• THE TASK:
Continue the article about the T.E.A.C.H. early childhood scholarship program, picking up after its last paragraph.

• DOCUMENT SECTION:

────────────────

“I worked for three years in a classroom as a preschool teacher, and I was good. I could go in a classroom and run it like the back of my hand, but I didn’t have a degree,” said Elizabeth Coakley. Coakley, now the Better Beginnings Coordinator at C.B. King Memorial School in McGehee, is a former T.E.A.C.H. Scholar. “This program changed my life,” she said.
T.E.A.C.H. (Teacher Education and Compensation Helps) Early Childhood Scholarship Program is a licensed program of the Arkansas Early Childhood Association. A nationwide initiative, it creates access to higher education for teachers, directors and family child-care providers working in early childhood education.
“T.E.A.C.H. was designed to help those in the early childhood workforce to obtain a higher education degree,” said Paul Lazenby, executive director & T.E.A.C.H. state manager. “It’s unique because it provides more than just money for tuition and fees. The scholarship also includes a stipend for travel and books, along with a comprehensive counseling program.”
According to Lazenby, you can’t talk about education without talking about compensation.
“One of the most important aspects of the T.E.A.C.H. program is that it makes it possible for scholars to afford both the time and expense of going to school,” he said. “We work closely with employers so that scholarship recipients can remain employed fulltime and still earn a paycheck. And we provide a financial bonus once they meet their educational goals so that there is additional incentive to finish.”

────────────────

• EXTRACTED DATA:
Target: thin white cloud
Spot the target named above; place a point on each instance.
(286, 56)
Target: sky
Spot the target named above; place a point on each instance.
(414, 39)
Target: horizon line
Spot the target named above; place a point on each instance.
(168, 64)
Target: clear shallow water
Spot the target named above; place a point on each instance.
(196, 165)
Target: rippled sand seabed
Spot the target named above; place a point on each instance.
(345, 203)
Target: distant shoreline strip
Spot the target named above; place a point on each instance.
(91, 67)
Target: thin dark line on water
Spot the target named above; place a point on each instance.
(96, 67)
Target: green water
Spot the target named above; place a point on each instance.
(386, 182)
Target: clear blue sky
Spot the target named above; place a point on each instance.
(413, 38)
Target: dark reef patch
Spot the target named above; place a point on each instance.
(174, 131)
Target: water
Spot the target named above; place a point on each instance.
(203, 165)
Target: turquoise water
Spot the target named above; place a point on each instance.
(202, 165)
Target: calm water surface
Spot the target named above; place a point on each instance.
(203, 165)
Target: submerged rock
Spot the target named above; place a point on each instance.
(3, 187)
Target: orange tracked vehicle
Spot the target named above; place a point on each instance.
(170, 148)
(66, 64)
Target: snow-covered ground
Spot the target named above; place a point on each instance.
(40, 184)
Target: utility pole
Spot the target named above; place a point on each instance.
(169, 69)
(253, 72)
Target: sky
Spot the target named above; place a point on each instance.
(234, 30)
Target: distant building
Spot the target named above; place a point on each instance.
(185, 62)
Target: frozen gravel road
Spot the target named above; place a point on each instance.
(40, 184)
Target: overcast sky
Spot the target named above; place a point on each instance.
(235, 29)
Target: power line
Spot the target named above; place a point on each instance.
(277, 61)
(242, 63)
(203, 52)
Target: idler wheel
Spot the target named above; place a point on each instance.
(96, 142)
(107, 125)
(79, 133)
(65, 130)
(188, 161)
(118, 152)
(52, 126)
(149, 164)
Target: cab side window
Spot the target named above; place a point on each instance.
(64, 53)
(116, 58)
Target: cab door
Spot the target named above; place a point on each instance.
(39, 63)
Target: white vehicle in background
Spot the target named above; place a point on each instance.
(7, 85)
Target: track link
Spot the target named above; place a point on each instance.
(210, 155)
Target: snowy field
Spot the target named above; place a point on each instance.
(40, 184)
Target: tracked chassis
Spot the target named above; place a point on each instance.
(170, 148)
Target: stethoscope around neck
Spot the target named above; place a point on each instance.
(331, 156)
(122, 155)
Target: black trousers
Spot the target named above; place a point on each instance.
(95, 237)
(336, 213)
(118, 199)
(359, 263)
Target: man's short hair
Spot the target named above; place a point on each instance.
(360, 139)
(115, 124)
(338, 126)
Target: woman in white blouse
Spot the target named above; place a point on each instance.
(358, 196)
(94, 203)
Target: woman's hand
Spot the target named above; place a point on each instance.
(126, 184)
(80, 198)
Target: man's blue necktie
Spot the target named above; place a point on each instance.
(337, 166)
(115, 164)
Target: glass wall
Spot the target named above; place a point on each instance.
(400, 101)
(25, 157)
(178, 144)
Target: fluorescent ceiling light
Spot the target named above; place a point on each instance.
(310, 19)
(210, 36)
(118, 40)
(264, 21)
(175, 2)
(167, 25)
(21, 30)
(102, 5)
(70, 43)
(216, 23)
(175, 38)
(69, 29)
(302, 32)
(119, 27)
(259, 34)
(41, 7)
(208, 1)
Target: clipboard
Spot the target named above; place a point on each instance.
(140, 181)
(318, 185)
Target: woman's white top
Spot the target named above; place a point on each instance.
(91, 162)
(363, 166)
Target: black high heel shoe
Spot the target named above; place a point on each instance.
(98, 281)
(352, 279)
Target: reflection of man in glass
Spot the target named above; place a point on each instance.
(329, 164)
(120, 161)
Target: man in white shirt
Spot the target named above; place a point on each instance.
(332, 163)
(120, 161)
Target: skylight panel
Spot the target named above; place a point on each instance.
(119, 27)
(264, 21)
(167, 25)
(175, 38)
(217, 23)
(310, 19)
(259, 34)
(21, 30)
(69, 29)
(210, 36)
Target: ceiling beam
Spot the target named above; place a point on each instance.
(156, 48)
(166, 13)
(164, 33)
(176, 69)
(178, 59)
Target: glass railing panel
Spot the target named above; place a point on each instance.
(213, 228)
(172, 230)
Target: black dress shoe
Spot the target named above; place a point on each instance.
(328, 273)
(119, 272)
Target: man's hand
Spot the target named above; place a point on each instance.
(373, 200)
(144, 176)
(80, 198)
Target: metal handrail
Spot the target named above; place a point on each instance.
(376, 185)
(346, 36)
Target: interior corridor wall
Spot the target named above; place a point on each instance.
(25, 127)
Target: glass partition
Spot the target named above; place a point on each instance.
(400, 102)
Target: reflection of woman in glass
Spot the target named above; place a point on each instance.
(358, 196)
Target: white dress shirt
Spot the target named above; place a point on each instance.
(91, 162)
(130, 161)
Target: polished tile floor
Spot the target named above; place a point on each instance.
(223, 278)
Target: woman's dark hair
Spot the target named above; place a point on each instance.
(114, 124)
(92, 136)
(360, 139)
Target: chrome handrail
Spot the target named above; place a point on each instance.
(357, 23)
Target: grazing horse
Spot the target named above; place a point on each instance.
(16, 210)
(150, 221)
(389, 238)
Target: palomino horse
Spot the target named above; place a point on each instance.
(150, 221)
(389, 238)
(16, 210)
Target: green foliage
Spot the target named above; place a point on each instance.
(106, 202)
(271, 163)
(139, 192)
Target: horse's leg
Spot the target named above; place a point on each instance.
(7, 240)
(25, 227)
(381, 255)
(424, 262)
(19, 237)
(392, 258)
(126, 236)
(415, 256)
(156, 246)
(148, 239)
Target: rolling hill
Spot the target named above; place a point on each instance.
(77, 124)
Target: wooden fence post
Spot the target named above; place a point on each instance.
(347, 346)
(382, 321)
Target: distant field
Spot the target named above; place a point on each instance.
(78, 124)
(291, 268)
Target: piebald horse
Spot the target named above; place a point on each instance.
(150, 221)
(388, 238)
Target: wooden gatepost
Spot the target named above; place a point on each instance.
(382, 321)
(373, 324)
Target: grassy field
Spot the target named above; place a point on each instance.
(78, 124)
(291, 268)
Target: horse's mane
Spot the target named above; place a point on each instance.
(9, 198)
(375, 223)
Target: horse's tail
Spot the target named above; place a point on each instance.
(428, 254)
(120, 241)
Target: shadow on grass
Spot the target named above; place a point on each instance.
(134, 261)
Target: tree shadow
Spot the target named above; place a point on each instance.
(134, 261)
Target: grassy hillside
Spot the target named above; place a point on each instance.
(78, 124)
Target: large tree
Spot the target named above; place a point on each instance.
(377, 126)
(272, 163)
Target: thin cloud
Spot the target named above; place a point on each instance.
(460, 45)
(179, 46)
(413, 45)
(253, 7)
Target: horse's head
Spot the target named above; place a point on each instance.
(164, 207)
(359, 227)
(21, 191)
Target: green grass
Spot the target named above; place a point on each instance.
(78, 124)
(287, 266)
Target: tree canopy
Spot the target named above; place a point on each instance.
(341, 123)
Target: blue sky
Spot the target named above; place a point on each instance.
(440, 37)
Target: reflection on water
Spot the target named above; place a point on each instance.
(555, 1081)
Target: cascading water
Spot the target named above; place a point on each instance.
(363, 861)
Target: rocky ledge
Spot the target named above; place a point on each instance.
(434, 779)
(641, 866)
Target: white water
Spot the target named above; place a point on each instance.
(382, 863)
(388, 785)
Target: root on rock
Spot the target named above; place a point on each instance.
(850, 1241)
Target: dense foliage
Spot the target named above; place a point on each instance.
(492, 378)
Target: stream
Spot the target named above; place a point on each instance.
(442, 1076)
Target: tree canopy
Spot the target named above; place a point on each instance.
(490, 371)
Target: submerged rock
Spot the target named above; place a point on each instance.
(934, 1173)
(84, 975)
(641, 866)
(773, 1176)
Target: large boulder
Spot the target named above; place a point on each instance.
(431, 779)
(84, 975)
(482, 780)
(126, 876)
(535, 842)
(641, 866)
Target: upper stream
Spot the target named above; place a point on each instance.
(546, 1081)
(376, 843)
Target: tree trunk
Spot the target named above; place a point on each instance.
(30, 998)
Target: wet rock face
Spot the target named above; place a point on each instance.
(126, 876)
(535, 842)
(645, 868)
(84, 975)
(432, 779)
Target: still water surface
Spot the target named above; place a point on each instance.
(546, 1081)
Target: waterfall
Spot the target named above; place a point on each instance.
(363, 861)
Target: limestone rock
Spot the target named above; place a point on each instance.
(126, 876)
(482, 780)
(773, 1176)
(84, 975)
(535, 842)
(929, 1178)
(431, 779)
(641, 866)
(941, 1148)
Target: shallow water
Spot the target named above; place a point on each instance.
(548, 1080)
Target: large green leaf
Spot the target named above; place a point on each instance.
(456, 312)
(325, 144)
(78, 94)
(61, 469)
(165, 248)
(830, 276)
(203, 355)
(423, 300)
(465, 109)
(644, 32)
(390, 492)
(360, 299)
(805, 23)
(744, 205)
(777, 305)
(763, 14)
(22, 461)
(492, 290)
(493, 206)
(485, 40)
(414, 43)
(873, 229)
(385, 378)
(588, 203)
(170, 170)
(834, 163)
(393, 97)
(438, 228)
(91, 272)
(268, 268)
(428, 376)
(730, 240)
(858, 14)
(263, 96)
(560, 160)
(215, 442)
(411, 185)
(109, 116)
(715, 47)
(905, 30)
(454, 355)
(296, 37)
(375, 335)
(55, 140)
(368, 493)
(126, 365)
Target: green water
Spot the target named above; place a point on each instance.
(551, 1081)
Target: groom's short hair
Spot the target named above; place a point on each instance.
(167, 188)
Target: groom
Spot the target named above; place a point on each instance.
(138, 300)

────────────────

• TASK OUTPUT:
As scholarship recipients, teachers must attend classes and successfully complete 9-15 semester hours toward a certificate, credential or degree in early childhood education during the contract year. Teachers are expected to contribute 5% of the cost of tuition and 5% of the cost of books each semester. At the end of the scholarship year, teachers must promise to continue to teach at their sponsoring center for another year in return for the bonus.
“Most people can complete an associate degree in about two years if they attend classes full time. Our students typically have to work full time, and 18 hours a week of classes in addition to their job isn’t possible. It usually takes them closer to three years to finish. But there is no time limit on when you have to complete the program,” said Lazenby. “If you can just take one class at a time, that’s what you do. We want this to be accessible to as many early childhood educators as possible”
The T.E.A.C.H. program is a stair-step process. For each hour of credit you earn, it counts toward the next level if you choose to go further. Teachers can earn a Child Development Associate [CDA] certificate through a 10-13 hour program, an associate degree that takes 60 hours, and some even complete a bachelor degree.
“I love being an early childhood teacher, and I love my job,” said Orlanda DeSaussure. She graduated with her CDA from ASU Beebe. “I am so thankful for the T.E.A.C.H scholarship and for their T.E.A.C.H team. I was so nervous about going back to college, but they were very patient and encouraging to me. They helped me with the financial support to finish my CDA, and it also gave me the confidence to know that I could do it.”